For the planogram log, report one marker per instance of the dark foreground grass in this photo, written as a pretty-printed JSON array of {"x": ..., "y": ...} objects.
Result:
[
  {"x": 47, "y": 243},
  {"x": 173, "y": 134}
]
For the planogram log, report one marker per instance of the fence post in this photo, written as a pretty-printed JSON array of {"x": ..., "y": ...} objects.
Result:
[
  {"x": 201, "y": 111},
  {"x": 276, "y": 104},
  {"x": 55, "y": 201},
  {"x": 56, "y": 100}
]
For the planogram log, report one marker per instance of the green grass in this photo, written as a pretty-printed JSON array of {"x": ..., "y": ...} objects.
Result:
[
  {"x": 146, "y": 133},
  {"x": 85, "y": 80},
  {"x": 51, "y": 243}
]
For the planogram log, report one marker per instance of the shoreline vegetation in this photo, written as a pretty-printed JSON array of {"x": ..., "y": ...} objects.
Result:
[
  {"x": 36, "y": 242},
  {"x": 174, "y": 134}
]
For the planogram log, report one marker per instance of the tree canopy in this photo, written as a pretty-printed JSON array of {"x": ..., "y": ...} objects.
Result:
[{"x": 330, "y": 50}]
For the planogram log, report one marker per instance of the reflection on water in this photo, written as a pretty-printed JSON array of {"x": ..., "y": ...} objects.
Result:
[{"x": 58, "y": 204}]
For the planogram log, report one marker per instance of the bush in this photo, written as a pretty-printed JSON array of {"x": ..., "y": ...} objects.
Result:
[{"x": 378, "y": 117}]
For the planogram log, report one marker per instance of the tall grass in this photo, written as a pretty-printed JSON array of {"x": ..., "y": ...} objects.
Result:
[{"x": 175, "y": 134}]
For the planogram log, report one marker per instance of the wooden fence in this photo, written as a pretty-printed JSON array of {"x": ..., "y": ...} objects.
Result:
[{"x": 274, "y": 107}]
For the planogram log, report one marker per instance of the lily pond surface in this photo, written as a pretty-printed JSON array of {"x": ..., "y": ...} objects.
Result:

§

WRITTEN REQUEST:
Copy all of the records above word for word, keeping every line and character the same.

WRITTEN RESPONSE:
For the planogram log, report one marker per instance of the dark foreground grass in this photo, written as a pretty-printed JSON array of {"x": ..., "y": ...} objects.
Result:
[
  {"x": 47, "y": 243},
  {"x": 173, "y": 134}
]
For the planogram log, report one marker per instance of the fence post in this photo, written as a pretty-printed JSON array of {"x": ..., "y": ...} objects.
Result:
[
  {"x": 201, "y": 111},
  {"x": 276, "y": 104},
  {"x": 55, "y": 201},
  {"x": 56, "y": 100}
]
For the planogram log, report one marker per instance of the green grass in this photo, written as a pretty-printed JSON array of {"x": ..., "y": ...} objects.
Result:
[
  {"x": 146, "y": 133},
  {"x": 85, "y": 80},
  {"x": 51, "y": 243}
]
For the planogram log, report one marker per instance of the shoreline vegetation in this photo, written as a pretty-printed JSON array of {"x": ..., "y": ...} objects.
Result:
[
  {"x": 36, "y": 242},
  {"x": 174, "y": 134}
]
For the planogram log, report one marker per instance of the tree canopy in this photo, written as a pretty-printed JSON array of {"x": ..., "y": ...} objects.
Result:
[{"x": 330, "y": 50}]
For the planogram log, report one marker per instance of the reflection on water in this photo, written as a pretty-printed JSON array of {"x": ..., "y": ...} objects.
Result:
[{"x": 58, "y": 204}]
For the planogram log, report one marker per instance of the bush in this photo, written as a pretty-printed JSON array of {"x": ..., "y": ...} objects.
Result:
[{"x": 378, "y": 117}]
For the planogram log, report one marker per instance of the tall grass in this photo, written as a pretty-printed JSON array of {"x": ..., "y": ...} objects.
Result:
[{"x": 175, "y": 134}]
For the planogram log, report one marker per instance of the wooden fence in this photo, written as a pretty-printed JSON array of {"x": ..., "y": ...} objects.
Result:
[{"x": 274, "y": 107}]
For the planogram log, report one marker per instance of the lily pond surface in this photo, written as a pretty-printed JSON array of {"x": ..., "y": ...} objects.
Result:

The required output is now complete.